▶ **ENTRIES PROVIDED**
((
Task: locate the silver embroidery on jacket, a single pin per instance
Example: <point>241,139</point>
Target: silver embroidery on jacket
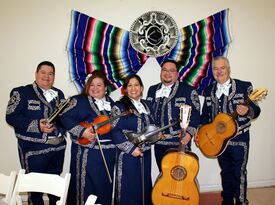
<point>13,102</point>
<point>33,126</point>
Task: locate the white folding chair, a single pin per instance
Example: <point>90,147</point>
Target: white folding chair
<point>41,182</point>
<point>6,185</point>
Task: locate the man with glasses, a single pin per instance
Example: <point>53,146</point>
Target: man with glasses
<point>41,145</point>
<point>166,98</point>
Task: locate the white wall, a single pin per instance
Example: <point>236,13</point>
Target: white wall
<point>36,30</point>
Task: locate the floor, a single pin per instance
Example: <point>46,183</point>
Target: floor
<point>256,196</point>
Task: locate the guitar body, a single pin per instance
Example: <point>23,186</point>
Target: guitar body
<point>177,184</point>
<point>213,137</point>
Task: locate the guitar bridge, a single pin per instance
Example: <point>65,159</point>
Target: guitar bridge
<point>175,196</point>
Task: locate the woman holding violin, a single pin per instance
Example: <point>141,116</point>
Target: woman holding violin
<point>92,149</point>
<point>133,166</point>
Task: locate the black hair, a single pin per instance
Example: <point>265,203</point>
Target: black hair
<point>48,63</point>
<point>171,61</point>
<point>95,74</point>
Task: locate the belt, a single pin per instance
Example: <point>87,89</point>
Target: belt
<point>55,140</point>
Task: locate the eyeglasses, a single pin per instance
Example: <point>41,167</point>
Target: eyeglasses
<point>168,71</point>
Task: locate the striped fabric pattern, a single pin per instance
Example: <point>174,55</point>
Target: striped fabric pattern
<point>197,44</point>
<point>96,45</point>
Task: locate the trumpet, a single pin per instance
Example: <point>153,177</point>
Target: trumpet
<point>59,109</point>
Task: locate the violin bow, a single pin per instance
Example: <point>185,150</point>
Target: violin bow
<point>103,157</point>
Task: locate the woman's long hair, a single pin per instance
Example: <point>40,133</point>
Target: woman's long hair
<point>94,74</point>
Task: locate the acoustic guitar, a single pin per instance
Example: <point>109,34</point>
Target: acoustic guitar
<point>177,184</point>
<point>213,138</point>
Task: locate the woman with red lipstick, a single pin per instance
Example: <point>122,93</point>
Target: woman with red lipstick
<point>89,174</point>
<point>133,167</point>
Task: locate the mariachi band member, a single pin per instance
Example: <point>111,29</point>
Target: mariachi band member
<point>227,95</point>
<point>166,98</point>
<point>41,145</point>
<point>90,168</point>
<point>133,166</point>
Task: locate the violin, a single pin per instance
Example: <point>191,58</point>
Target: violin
<point>101,125</point>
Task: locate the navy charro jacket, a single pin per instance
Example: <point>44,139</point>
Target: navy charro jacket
<point>27,105</point>
<point>167,109</point>
<point>238,93</point>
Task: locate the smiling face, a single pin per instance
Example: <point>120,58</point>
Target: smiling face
<point>44,77</point>
<point>97,88</point>
<point>169,73</point>
<point>221,70</point>
<point>134,89</point>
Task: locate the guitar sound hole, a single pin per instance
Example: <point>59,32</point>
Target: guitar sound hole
<point>221,127</point>
<point>178,173</point>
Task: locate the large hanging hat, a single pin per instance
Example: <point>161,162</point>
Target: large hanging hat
<point>154,33</point>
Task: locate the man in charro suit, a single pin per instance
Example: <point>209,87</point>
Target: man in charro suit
<point>227,95</point>
<point>41,145</point>
<point>166,98</point>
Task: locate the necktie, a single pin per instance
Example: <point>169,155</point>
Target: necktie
<point>223,89</point>
<point>102,104</point>
<point>50,94</point>
<point>163,92</point>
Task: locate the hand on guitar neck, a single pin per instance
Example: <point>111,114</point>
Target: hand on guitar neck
<point>212,138</point>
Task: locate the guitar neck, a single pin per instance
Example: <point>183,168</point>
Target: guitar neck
<point>101,124</point>
<point>160,129</point>
<point>234,115</point>
<point>181,147</point>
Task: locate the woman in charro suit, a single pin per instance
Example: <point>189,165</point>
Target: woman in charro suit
<point>88,172</point>
<point>131,159</point>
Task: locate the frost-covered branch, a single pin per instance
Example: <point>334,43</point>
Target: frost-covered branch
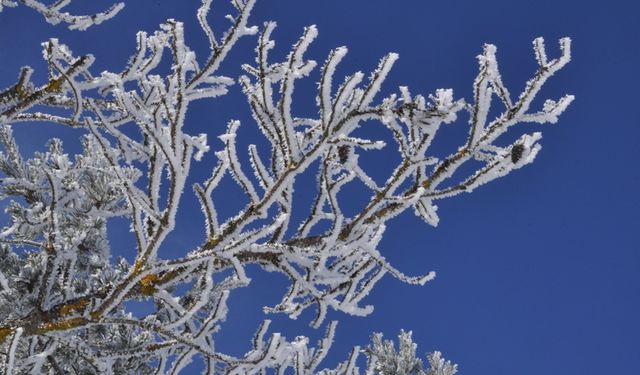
<point>54,13</point>
<point>63,300</point>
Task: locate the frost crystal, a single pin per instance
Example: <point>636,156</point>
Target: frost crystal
<point>63,299</point>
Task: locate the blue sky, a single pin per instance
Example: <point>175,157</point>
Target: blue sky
<point>538,272</point>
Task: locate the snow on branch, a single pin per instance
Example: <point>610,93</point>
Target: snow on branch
<point>54,13</point>
<point>63,301</point>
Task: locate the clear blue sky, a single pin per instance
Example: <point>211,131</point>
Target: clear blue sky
<point>538,272</point>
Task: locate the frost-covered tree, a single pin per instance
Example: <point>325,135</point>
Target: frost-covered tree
<point>62,297</point>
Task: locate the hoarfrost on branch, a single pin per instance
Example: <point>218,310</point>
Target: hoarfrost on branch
<point>62,299</point>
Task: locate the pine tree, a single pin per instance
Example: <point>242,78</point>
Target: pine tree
<point>62,297</point>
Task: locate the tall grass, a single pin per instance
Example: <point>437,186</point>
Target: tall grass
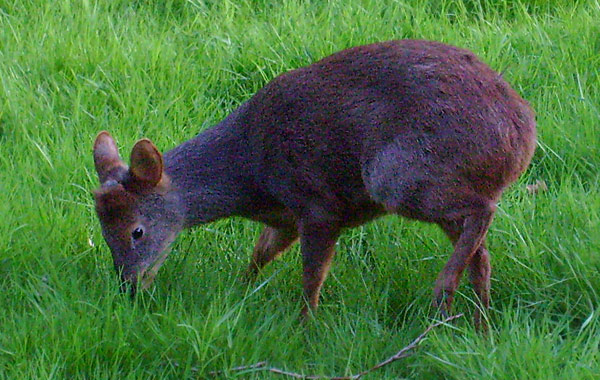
<point>168,69</point>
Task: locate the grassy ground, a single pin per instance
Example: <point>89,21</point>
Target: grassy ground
<point>168,69</point>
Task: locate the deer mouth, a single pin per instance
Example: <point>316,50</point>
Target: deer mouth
<point>147,275</point>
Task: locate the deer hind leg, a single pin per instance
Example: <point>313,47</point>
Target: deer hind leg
))
▶ **WHAT IS REQUIRED**
From the data above, return every line from the line that has "Task: locate the woman in" up to and including the line that has "Example: <point>334,43</point>", exactly.

▶ **RESPONSE BELOW**
Task: locate the woman in charro suit, a single pin per instance
Example: <point>189,165</point>
Target: woman in charro suit
<point>88,172</point>
<point>131,159</point>
Task: locate the frost-covered branch, a single pin per instance
Example: <point>334,43</point>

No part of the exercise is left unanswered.